> _Stated exercise_: Recast every line of the records below as a numbered list, leaving out any blank lines.

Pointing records
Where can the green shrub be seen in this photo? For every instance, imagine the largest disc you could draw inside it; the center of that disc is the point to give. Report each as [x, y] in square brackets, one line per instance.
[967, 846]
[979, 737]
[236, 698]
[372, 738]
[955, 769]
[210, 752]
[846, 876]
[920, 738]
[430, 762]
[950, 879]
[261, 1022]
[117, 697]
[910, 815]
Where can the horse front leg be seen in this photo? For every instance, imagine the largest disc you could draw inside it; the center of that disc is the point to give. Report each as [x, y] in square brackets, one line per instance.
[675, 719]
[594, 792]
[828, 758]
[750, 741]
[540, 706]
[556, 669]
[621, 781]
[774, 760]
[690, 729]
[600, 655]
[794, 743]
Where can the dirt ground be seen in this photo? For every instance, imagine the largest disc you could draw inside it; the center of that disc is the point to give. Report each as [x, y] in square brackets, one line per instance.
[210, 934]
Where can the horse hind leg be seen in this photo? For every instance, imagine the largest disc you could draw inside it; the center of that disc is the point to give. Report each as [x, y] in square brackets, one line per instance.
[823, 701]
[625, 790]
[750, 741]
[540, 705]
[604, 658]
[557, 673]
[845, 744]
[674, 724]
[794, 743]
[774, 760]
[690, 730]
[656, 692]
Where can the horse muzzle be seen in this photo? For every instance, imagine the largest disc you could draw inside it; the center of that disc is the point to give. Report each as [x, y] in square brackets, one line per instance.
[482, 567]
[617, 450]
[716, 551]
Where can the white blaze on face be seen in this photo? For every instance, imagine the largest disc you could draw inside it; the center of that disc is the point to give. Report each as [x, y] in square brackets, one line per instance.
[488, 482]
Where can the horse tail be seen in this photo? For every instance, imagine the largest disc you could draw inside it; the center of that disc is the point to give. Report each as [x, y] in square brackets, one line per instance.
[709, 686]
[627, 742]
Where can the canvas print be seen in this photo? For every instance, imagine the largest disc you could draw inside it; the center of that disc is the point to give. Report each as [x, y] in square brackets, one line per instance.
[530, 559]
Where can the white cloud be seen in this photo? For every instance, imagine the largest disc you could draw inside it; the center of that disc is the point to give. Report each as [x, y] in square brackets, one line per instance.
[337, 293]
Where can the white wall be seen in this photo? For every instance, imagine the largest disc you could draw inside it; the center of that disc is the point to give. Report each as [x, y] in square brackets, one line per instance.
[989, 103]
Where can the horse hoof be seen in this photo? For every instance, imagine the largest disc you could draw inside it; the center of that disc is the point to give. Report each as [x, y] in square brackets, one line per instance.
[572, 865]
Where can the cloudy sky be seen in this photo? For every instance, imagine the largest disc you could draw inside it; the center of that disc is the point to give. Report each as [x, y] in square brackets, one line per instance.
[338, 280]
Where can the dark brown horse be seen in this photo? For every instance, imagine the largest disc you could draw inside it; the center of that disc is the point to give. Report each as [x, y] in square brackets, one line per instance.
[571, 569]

> _The result_:
1. Where can the green shrub be seen in this photo? For every instance, imagine the largest disc you could draw inside it; the center of that disc is the point to give. Report each as [x, y] in square brackets, one line per instance.
2. [967, 846]
3. [979, 737]
4. [236, 698]
5. [372, 738]
6. [955, 769]
7. [210, 752]
8. [846, 876]
9. [920, 738]
10. [430, 762]
11. [950, 879]
12. [261, 1022]
13. [117, 697]
14. [910, 815]
15. Where can the horse front leg be seen in this photo? For every instance, imagine the largest disc you could draw inside it; the center of that disc is the point to give. Report each as [x, y] in square brackets, one line per instance.
16. [675, 719]
17. [594, 792]
18. [828, 758]
19. [750, 741]
20. [540, 706]
21. [556, 669]
22. [621, 781]
23. [774, 760]
24. [690, 729]
25. [600, 655]
26. [794, 743]
27. Where can the dirt ground be seen in this photo? For every instance, imagine the largest disc you could draw inside it; the center of that disc is the point to give. Report each as [x, y] in square brackets, one line per instance.
28. [210, 934]
29. Where can the horse hind leg be seen in this photo? For every instance, imagine the largest disc you could draw inside it; the center of that disc is the point to give. Report each as [x, y] in square brackets, one line per instance.
30. [823, 701]
31. [625, 790]
32. [750, 741]
33. [540, 705]
34. [604, 658]
35. [557, 673]
36. [845, 744]
37. [674, 724]
38. [794, 743]
39. [774, 760]
40. [690, 730]
41. [656, 692]
42. Where can the horse muzzle be seen in this photo? For every instance, imagine the largest disc you could draw inside it; the center of that disc is the point to give. Report each as [x, y] in square brackets, one line per instance.
43. [482, 567]
44. [617, 450]
45. [716, 551]
46. Where can the white blaze on face be seen in this photo? For every instance, imagine the largest disc you could draw inside it; the center of that disc is the point to give. Report each as [x, y] in square brackets, one line per instance.
47. [488, 482]
48. Where can the horse tail be seen in this photo? For every instance, imagine the largest disc you could draw inside it; the center of that disc is the point to give. Report each as [x, y] in square brackets, one line per instance.
49. [709, 686]
50. [627, 742]
51. Where can the canvas print be seen in this photo? For every instance, imagine the largest disc you could draw inside it; the center of that disc is the point to give. Report each as [x, y] in square brackets, one line per instance.
52. [530, 559]
53. Where can the white cloud be seen in this photo? For every instance, imagine the largest disc you could draw inside it; the center of that disc is the point to give. Report each as [x, y] in square brackets, one line per instance.
54. [337, 293]
55. Where can the white wall be seen in this photo? For every instance, imagine the largest disc you could draw inside it; the center of that disc is the point to give. Report each as [x, y] in square brackets, one line per instance.
56. [989, 103]
57. Where can the horse hoof be seen in this photo? For every instance, imagine the largest disc you could draw inside it; the center of that disc is the point to give. Report each as [x, y] in square brackets, one line per instance.
58. [572, 865]
59. Where can the cloudy sky be seen in this photo? For every instance, imagine the largest disc you could draw inside it; the center of that disc is the point to give. Report each as [x, y] in square brackets, one line per instance.
60. [338, 280]
61. Where can the dark brown horse be seen in this photo? For every instance, imagine the largest disc you could draw inside it; the center of that disc is the point to give. Report each as [x, y] in square brackets, one line per instance.
62. [571, 569]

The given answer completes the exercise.